» Textauszug
- - -

Im Hinblick auf die haftungsbegründende Kausalität gilt die Vermutung aufklärungspflichtigen Verhaltens. Danach ist davon auszugehen, dass die Klägerin sich bei einer ordnungsgemäßen Aufklärung durch den Beklagten zu 3) über die Anzeigepflicht und das Eintrittsrechts der Haftpflichtversicherung beratungsgemäß verhalten hätte, also die gegen sie aus dem Schadensereignis resultierende Widerklage rechtzeitig angezeigt hätte. In diesem Fall wäre die Klägerin nicht mit dem Vergleichsbetrag belastet worden wäre. Denn entweder hätte die Haftpflichtversicherung dem Vergleichsschluss zugestimmt und der Klägerin Deckung gewährt, oder aber sie hätte die Prozessführung übernommen und hätte der Klägerin dann - selbst bei einem ungünstigen Ausgang des Verfahrens - eine Deckung nicht auf Grund der Nichtanzeige versagen können.
Schließlich lässt auch das Argument der Beklagten, die Versicherungsbedingungen der Haftpflichtversicherung der Klägerin seien im Hinblick auf § 1 Abs. 3 EGVVG möglicherweise unwirksam, den Schaden nicht entfallen. Es ist zwischen unstreitig, dass der Versicherungsvertrag mit der Haftpflichtversicherung der Klägerin vor 2008 geschlossen wurde. Einer Anpassung der Versicherungsbedingungen nach Maßgabe des § 1 Abs. 3 EGVVG bedarf es aber gem. § 1 Abs. 2 EGVVG nicht, wenn bei dem Altvertrag der Versicherungsfall - wie vorliegend - bis zum 31.12.2008 antritt, weil dann die Vorschriften des VVG in der alten Fassung weiter Anwendung finden. Der Versicherungsfall trat vorliegend unstreitig bereits am 11.12.2008 ein.
Der von der Klägerin im Wege der Verrechnung aus dem Vergleich erlangte Betrag i.H.v. 4.000,00 EUR kann nicht schadensmindernd berücksichtigt werden, da dieser mit dem Verlust von Schadensersatzansprüchen der Klägerin aus dem Versicherungsfall einhergeht und aus diesem Schaden, nicht aber aus der Pflichtverletzung der Beklagten resultiert.
d) Es besteht ferner auch ein Zahlungsanspruch und nicht lediglich ein Freistellungsanspruch der Klägerin in geltend gemachter Höhe. Soweit die Beklagten bestreiten, dass eine Zahlung der Vergleichsbeträge durch die Klägerin nicht erfolgt sei, kommt es hierauf nicht an. Selbst wenn lediglich ein Freistellungsanspruch der Klägerin bestanden hätte, wäre dieser nach endgültiger Erfüllungsverweigerung durch die Beklagten gem. § 250 S.2 BGB in einen Zahlungsanspruch übergegangen.

- - -

Nach welcher Vorschrift wäre ein bloßer Freistellungsanspruch der Klägerin laut dem Textauszug nach endgültiger Erfüllungsverweigerung durch die Beklagten in einen Zahlungsanspruch übergegangen?

» Vorliegendes Material
- - -

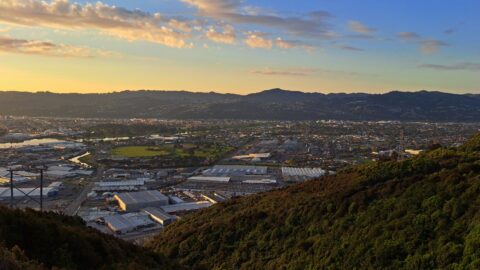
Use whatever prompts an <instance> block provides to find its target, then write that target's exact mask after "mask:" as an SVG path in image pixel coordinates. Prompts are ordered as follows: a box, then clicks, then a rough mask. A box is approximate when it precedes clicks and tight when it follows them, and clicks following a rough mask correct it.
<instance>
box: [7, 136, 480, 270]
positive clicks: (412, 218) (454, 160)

- - -

» Erwartete Antwort
Nach § 250 S.2 BGB.